Records from a data source:
□ □ □ □ □
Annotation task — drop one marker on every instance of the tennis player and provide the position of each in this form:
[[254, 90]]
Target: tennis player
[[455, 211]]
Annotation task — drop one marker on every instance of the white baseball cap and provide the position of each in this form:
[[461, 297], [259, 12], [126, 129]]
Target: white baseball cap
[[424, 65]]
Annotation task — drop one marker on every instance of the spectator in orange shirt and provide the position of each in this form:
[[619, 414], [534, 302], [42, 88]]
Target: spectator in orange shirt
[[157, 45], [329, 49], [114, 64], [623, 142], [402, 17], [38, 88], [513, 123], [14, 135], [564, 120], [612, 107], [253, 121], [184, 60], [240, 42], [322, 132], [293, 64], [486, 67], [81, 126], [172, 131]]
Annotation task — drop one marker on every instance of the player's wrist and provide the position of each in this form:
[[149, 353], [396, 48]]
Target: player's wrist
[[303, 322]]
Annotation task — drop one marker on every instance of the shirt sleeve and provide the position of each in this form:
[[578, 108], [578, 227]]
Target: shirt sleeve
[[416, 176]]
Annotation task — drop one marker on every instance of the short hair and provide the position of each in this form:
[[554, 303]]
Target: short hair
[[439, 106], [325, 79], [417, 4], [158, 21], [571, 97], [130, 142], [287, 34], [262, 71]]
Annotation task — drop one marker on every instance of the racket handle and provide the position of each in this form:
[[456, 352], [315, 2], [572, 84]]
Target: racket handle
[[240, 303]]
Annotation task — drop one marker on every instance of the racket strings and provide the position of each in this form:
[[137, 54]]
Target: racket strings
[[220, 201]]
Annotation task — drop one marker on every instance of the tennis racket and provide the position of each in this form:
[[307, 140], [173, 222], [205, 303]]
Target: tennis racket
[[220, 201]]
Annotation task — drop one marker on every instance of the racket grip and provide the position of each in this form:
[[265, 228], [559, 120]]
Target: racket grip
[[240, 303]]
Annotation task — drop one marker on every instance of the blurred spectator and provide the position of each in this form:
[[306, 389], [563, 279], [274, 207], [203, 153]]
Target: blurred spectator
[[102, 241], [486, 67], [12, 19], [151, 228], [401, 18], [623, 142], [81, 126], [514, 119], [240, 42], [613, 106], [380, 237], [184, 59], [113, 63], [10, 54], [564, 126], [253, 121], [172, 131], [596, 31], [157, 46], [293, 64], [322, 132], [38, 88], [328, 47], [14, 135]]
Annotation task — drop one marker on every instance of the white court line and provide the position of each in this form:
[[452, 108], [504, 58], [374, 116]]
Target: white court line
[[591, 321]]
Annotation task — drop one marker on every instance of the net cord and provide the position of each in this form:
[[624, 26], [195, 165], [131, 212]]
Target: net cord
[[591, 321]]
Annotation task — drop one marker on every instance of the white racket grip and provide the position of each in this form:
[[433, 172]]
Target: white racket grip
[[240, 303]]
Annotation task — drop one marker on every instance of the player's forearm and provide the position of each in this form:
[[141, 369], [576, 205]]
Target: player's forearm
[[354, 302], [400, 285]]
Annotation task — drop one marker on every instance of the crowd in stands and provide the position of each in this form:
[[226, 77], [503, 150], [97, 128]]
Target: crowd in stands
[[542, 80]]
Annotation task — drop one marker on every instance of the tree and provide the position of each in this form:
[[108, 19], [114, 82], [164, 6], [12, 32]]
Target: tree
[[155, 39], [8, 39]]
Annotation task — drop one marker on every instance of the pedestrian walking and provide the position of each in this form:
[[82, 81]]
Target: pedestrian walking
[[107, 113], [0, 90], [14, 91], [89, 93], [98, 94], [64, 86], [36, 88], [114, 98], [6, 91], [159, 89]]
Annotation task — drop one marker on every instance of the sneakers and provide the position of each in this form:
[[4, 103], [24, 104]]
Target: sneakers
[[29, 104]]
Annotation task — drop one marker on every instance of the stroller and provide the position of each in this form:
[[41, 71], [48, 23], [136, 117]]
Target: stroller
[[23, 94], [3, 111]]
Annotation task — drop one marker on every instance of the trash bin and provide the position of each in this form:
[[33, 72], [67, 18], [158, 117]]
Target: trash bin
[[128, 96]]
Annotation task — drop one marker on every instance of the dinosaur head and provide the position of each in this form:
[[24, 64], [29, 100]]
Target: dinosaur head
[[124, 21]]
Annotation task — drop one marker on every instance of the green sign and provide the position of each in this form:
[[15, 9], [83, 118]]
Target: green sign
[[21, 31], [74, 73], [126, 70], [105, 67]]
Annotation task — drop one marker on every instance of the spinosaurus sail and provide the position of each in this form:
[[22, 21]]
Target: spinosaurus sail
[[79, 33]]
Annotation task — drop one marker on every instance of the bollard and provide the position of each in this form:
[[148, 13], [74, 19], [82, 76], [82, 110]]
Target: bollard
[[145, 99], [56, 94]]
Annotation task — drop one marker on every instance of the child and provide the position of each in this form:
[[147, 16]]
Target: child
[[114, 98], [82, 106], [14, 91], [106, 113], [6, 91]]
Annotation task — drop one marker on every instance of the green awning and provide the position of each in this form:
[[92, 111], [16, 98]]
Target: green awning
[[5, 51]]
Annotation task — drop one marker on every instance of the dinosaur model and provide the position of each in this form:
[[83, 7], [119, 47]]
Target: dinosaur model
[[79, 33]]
□ □ □ □ □
### Given exercise
Rewrite all of the data above, changing every "drop one marker" to "place a single point" and leaving everything else as it is.

### Solution to this problem
Annotation task — place a single point on every instance of the tennis player and provide the position of each in this form:
[[254, 90]]
Target: tennis player
[[455, 211]]
Annotation task — place a single point on every instance of the white baseball cap and provide the position of each in this form:
[[461, 297], [259, 12], [126, 129]]
Target: white baseball cap
[[424, 65]]
Annotation task — place a single point on every instance of the spectator in orange shirt and provide the position of each in this form:
[[619, 414], [534, 302], [42, 88]]
Target: spectator in orange shirt
[[157, 45], [329, 49], [114, 64], [623, 142], [402, 17], [38, 88], [513, 123], [14, 135], [564, 120], [612, 107], [253, 121], [184, 60], [240, 42], [322, 132], [293, 64], [486, 67], [81, 126], [172, 131]]
Annotation task — place a single point on every instance of the player's wrist and provide the position of each in this form:
[[149, 353], [396, 48]]
Target: player's wrist
[[303, 322]]
Annotation task — place a single point on every instance of the shirt sleeve and provide the position of each in this form:
[[578, 108], [578, 227]]
Target: shirt sleeve
[[416, 176]]
Annotation task — place a single point on every instance of the short hair and provide the position of each in this form:
[[554, 303]]
Target: short hair
[[439, 106], [325, 79], [417, 4], [158, 21], [571, 97], [130, 142], [287, 34], [262, 71]]
Annotation task — place a single point on every instance of the racket handle and provide the position of each in this form:
[[456, 352], [315, 2], [572, 84]]
Target: racket handle
[[240, 303]]
Annotation task — place a single point on every instance of the racket strings and provide the position of each in this form:
[[137, 54]]
Target: racket strings
[[220, 201]]
Annotation task — place a single point on every instance of the tennis racket and provide the position of each in this form:
[[307, 140], [173, 222], [205, 303]]
Target: tennis racket
[[220, 201]]
Annotation task — place a single point on every instance of the racket grip and provide the position of each in this form:
[[265, 228], [559, 120]]
Target: racket grip
[[240, 303]]
Annotation task — place a single point on every instance of the blurred spectator and provide the position of each in this form:
[[306, 389], [563, 279], [274, 207], [203, 153]]
Target: blurred spectator
[[102, 241], [486, 67], [12, 19], [151, 228], [401, 18], [623, 142], [81, 126], [514, 119], [240, 42], [613, 106], [380, 237], [184, 59], [113, 63], [10, 54], [564, 126], [253, 121], [172, 131], [596, 31], [157, 46], [293, 64], [322, 132], [38, 88], [328, 47], [14, 135]]
Annotation task — place a single point on every instance of the white court line and provide the position of each in this form:
[[452, 108], [504, 58], [374, 116]]
Target: white court line
[[591, 321]]
Annotation task — place a single point on every instance of the net cord and provide the position of each in this form:
[[624, 26], [195, 165], [131, 212]]
Target: net cord
[[591, 321]]
Annotation task — place a single point on every instance of the white racket grip and provide the position of each in this form:
[[433, 172]]
Target: white racket grip
[[240, 303]]
Annotation task — place a single point on every instance of the player's forearm and provide the position of each in this form:
[[141, 369], [576, 205]]
Target: player's forearm
[[354, 302], [400, 285]]
Annotation task — place a single point on every instance of the crowd in stands and provide the position of each in this form:
[[226, 77], [503, 150], [97, 128]]
Target: crowd in stands
[[542, 80]]
Annotation task — place a single point on every instance of the tree and provide the position of each in this form:
[[108, 19], [114, 82], [164, 6], [12, 32]]
Target: tree
[[155, 39], [8, 39]]
Annotation task — place a single point on every instance of the pedestrian walking and provide the position of each in this form:
[[82, 81]]
Target: pedestrian walking
[[107, 113], [0, 90], [14, 91], [89, 93], [98, 94], [64, 86], [36, 88], [114, 98], [6, 91], [159, 89]]
Annotation task — place a single point on every instance of the sneakers and provide the position of each in this form:
[[4, 103], [24, 104]]
Target: sneakers
[[29, 104]]
Annotation task — place a single point on every instance of the stroller and provide the position of each in this form:
[[41, 71], [48, 23], [136, 117]]
Target: stroller
[[23, 94], [3, 111]]
Annotation task — place a single point on every instance of the trash bin and provide the position of each in this form:
[[33, 72], [67, 18], [158, 117]]
Target: trash bin
[[128, 96]]
Annotation task — place a single point on every instance of the dinosaur head and provide the position of each in this form:
[[24, 64], [29, 100]]
Target: dinosaur head
[[124, 21]]
Annotation task — place a single point on every instance of the green sign and provide the position of each in this form:
[[15, 9], [83, 118]]
Target: green sign
[[21, 31], [74, 73], [126, 70], [105, 67]]
Annotation task — place a single point on every instance of the spinosaurus sail and provide the position of each in this form:
[[22, 21]]
Target: spinosaurus sail
[[79, 33]]
Annotation task — place a single point on every instance of the bollard and provide the position of each in this form:
[[148, 13], [74, 19], [82, 76], [82, 110]]
Target: bollard
[[145, 99], [56, 94]]
Annotation task — place a single point on every instance of the child and provide the position of each in this form:
[[147, 16]]
Target: child
[[114, 98], [82, 106], [14, 91], [106, 113], [6, 91]]
Annotation task — place a single point on every instance of the green awning and provide the position of each in this form:
[[92, 111], [16, 98]]
Target: green awning
[[5, 51]]
Annotation task — place a single point on every instance of the dinosaur model and provide the position of each in this form:
[[83, 7], [119, 47]]
Target: dinosaur model
[[79, 33]]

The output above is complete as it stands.